• [Records to process]
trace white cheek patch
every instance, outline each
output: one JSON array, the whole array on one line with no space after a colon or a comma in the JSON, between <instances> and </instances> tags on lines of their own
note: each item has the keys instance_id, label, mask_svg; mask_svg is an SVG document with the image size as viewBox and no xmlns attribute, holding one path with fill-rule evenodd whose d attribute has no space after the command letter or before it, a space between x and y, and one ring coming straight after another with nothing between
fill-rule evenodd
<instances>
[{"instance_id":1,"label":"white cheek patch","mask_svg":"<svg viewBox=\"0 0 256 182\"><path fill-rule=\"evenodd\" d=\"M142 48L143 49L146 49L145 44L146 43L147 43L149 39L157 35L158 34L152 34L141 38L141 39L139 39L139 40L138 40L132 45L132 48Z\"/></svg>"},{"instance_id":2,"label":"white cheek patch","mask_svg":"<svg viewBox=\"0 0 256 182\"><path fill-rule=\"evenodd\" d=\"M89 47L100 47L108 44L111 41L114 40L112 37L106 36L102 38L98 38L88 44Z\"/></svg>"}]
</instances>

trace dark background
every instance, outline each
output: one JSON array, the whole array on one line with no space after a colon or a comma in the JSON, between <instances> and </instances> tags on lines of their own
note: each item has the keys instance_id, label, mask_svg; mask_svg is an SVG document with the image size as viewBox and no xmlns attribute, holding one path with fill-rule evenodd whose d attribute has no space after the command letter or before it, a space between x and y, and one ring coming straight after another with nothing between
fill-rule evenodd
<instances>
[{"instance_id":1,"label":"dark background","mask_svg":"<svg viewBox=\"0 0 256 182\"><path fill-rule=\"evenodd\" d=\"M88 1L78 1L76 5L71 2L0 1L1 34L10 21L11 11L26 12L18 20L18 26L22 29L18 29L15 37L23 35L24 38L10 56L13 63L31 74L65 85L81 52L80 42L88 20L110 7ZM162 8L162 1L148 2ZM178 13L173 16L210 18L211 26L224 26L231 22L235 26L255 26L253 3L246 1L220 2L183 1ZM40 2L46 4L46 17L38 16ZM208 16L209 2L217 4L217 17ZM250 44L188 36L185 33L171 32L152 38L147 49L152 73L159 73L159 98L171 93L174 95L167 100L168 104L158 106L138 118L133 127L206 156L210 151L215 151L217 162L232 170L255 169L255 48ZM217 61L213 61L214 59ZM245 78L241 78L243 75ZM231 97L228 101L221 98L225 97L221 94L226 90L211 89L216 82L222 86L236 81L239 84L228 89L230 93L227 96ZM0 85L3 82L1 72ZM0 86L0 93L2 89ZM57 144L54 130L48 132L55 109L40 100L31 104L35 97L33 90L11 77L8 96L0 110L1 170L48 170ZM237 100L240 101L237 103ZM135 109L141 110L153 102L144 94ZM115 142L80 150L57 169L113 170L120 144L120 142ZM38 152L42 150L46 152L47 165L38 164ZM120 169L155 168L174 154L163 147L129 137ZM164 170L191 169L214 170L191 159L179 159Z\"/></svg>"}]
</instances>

• [What the exercise asks] Copy out each line above that contains the word "trace".

• [Output for this exercise]
trace white cheek patch
trace dark background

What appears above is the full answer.